==== Data rows ====

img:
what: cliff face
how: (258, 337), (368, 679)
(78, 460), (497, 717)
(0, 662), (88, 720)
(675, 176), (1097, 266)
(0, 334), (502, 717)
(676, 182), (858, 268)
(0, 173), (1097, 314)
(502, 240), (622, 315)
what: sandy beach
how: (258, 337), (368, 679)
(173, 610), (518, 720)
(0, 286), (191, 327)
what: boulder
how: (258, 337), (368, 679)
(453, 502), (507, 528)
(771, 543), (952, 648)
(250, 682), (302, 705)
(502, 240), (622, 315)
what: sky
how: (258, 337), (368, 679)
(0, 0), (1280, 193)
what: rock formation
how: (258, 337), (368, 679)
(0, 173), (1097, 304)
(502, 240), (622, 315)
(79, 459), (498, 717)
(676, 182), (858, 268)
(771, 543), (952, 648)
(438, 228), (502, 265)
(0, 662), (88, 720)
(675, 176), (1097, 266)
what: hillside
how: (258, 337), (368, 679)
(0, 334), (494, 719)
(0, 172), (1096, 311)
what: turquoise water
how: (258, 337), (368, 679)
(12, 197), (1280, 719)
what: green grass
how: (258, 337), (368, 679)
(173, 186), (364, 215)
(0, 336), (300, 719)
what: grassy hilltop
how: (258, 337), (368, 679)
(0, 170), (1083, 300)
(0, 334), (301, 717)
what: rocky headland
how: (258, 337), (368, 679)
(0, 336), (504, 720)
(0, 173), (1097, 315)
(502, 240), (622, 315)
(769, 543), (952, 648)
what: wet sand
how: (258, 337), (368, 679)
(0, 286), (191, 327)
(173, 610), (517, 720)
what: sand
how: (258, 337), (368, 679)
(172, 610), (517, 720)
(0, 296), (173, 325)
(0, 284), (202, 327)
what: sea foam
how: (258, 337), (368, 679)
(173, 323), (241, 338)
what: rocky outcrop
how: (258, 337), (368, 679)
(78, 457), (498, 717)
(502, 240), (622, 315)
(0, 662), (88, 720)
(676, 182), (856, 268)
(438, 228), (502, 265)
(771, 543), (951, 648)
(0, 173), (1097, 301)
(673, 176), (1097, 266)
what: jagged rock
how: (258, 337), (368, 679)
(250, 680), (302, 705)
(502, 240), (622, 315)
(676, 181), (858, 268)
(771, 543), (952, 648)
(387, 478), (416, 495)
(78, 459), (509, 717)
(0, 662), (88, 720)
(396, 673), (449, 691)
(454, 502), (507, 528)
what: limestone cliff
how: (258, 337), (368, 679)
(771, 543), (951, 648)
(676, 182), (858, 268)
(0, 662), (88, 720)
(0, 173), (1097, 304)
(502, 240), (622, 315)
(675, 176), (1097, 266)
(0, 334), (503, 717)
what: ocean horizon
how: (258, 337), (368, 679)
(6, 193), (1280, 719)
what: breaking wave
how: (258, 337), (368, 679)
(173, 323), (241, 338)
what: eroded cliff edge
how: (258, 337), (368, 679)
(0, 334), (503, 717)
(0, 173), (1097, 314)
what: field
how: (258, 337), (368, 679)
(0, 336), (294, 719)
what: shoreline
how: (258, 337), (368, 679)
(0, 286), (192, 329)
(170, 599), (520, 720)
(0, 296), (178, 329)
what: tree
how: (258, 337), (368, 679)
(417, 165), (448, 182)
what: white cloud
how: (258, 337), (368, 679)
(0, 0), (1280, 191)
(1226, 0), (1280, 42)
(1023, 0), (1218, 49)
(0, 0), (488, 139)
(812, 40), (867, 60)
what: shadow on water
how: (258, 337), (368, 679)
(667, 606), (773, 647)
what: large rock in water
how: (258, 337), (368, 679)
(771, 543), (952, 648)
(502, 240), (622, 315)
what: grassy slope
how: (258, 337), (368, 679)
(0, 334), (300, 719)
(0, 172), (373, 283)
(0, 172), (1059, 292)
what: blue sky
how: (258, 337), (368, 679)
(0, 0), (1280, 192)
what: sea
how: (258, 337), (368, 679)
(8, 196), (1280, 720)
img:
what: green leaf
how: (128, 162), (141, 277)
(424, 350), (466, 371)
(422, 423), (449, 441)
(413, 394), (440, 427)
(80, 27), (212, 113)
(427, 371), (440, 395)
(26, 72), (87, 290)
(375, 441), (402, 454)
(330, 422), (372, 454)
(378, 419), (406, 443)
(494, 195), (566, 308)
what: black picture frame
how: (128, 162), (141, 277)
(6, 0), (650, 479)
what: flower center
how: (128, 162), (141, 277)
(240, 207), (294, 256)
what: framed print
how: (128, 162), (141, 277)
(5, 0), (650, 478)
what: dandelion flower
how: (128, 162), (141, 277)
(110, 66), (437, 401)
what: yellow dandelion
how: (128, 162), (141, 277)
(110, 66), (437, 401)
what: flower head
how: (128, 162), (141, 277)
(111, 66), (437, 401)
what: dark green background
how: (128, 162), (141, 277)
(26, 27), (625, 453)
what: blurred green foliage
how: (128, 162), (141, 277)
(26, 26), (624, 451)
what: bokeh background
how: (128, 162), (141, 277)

====

§ **Short problem**
Write every line of the rows above as a JSON list of strings, with one string per line and no blank lines.

§ **Written answer**
[
  "img:",
  "what: cliff face",
  "how: (258, 337), (368, 679)",
  "(78, 460), (497, 717)",
  "(0, 662), (88, 720)",
  "(675, 176), (1097, 266)",
  "(0, 334), (502, 717)",
  "(676, 182), (858, 268)",
  "(0, 173), (1097, 314)",
  "(502, 240), (622, 315)",
  "what: sandy beach",
  "how: (258, 337), (368, 679)",
  "(173, 610), (518, 720)",
  "(0, 286), (191, 327)",
  "what: boulder",
  "how: (258, 337), (368, 679)",
  "(453, 502), (507, 528)",
  "(771, 543), (952, 648)",
  "(250, 682), (302, 705)",
  "(502, 240), (622, 315)",
  "what: sky",
  "how: (258, 337), (368, 679)",
  "(0, 0), (1280, 193)",
  "what: rock formation",
  "how: (258, 337), (368, 679)",
  "(0, 173), (1097, 304)",
  "(502, 240), (622, 315)",
  "(79, 459), (498, 717)",
  "(676, 182), (858, 268)",
  "(771, 543), (952, 648)",
  "(438, 228), (502, 265)",
  "(0, 662), (88, 720)",
  "(675, 176), (1097, 266)",
  "what: hillside",
  "how: (258, 337), (368, 679)",
  "(0, 334), (494, 719)",
  "(0, 172), (1096, 311)",
  "what: turquoise water",
  "how: (258, 337), (368, 679)",
  "(12, 197), (1280, 719)",
  "what: green grass",
  "how: (258, 337), (368, 679)",
  "(173, 186), (364, 215)",
  "(0, 336), (300, 719)",
  "what: grassy hilltop",
  "how: (258, 337), (368, 679)",
  "(0, 170), (1083, 300)",
  "(0, 334), (301, 717)",
  "what: rocky headland",
  "how: (258, 337), (368, 679)",
  "(0, 336), (504, 720)",
  "(0, 173), (1097, 315)",
  "(502, 240), (622, 315)",
  "(769, 543), (952, 648)",
  "what: wet sand",
  "how: (258, 337), (368, 679)",
  "(0, 286), (191, 327)",
  "(173, 610), (517, 720)",
  "what: sand",
  "how: (258, 337), (368, 679)",
  "(172, 610), (517, 720)",
  "(0, 296), (173, 325)",
  "(0, 284), (202, 327)",
  "what: sea foam",
  "how: (258, 337), (368, 679)",
  "(173, 323), (241, 338)",
  "what: rocky outcrop",
  "how: (258, 337), (368, 679)",
  "(78, 457), (498, 717)",
  "(502, 240), (622, 315)",
  "(0, 662), (88, 720)",
  "(676, 182), (856, 268)",
  "(438, 228), (502, 265)",
  "(771, 543), (951, 648)",
  "(0, 173), (1097, 301)",
  "(673, 176), (1097, 266)",
  "what: jagged rock",
  "how: (258, 337), (368, 679)",
  "(250, 680), (302, 705)",
  "(502, 240), (622, 315)",
  "(676, 181), (858, 268)",
  "(771, 543), (952, 648)",
  "(387, 478), (416, 495)",
  "(78, 459), (509, 717)",
  "(0, 662), (88, 720)",
  "(396, 673), (449, 691)",
  "(454, 502), (507, 528)",
  "what: limestone cliff",
  "how: (258, 337), (368, 679)",
  "(771, 543), (951, 648)",
  "(676, 182), (858, 268)",
  "(0, 662), (88, 720)",
  "(0, 173), (1097, 304)",
  "(502, 240), (622, 315)",
  "(675, 176), (1097, 266)",
  "(0, 334), (503, 717)",
  "what: ocean horizon",
  "how: (258, 337), (368, 679)",
  "(6, 193), (1280, 719)",
  "what: breaking wave",
  "how: (258, 337), (368, 679)",
  "(173, 323), (241, 338)",
  "what: eroded cliff edge",
  "how: (258, 337), (368, 679)",
  "(0, 334), (503, 717)",
  "(0, 173), (1097, 314)",
  "what: field",
  "how: (258, 337), (368, 679)",
  "(0, 336), (294, 719)",
  "what: shoreline",
  "how: (258, 337), (368, 679)",
  "(0, 286), (192, 329)",
  "(170, 599), (520, 720)",
  "(0, 296), (178, 329)",
  "what: tree",
  "how: (258, 337), (368, 679)",
  "(417, 165), (448, 182)",
  "what: white cloud",
  "how: (258, 337), (368, 679)",
  "(0, 0), (1280, 191)",
  "(1226, 0), (1280, 42)",
  "(1023, 0), (1218, 49)",
  "(0, 0), (488, 139)",
  "(812, 40), (867, 60)",
  "what: shadow on water",
  "how: (258, 337), (368, 679)",
  "(667, 606), (773, 647)",
  "what: large rock in water",
  "how: (258, 337), (368, 679)",
  "(771, 543), (952, 648)",
  "(502, 240), (622, 315)",
  "what: grassy slope",
  "how: (258, 337), (368, 679)",
  "(0, 334), (300, 719)",
  "(0, 172), (373, 283)",
  "(0, 172), (1059, 292)",
  "what: blue sky",
  "how: (258, 337), (368, 679)",
  "(0, 0), (1280, 192)",
  "what: sea",
  "how: (258, 337), (368, 679)",
  "(8, 196), (1280, 720)",
  "img:",
  "what: green leaf",
  "how: (128, 162), (141, 277)",
  "(424, 350), (466, 371)",
  "(422, 423), (449, 441)",
  "(413, 394), (440, 427)",
  "(80, 27), (212, 113)",
  "(427, 371), (440, 395)",
  "(26, 72), (87, 290)",
  "(375, 441), (402, 454)",
  "(330, 422), (372, 454)",
  "(378, 419), (406, 443)",
  "(494, 195), (566, 308)",
  "what: black picture frame",
  "how: (128, 162), (141, 277)",
  "(6, 0), (650, 479)",
  "what: flower center",
  "how: (128, 162), (141, 277)",
  "(240, 207), (294, 256)",
  "what: framed print",
  "how: (128, 162), (141, 277)",
  "(5, 0), (650, 478)",
  "what: dandelion flower",
  "how: (128, 162), (141, 277)",
  "(110, 66), (437, 401)",
  "what: yellow dandelion",
  "how: (128, 162), (141, 277)",
  "(110, 66), (437, 401)",
  "what: flower head",
  "how: (128, 162), (141, 277)",
  "(111, 66), (437, 401)",
  "what: dark green background",
  "how: (128, 162), (141, 277)",
  "(26, 27), (625, 453)",
  "what: blurred green foliage",
  "how: (128, 162), (141, 277)",
  "(26, 26), (624, 451)",
  "what: bokeh background",
  "how: (128, 162), (141, 277)"
]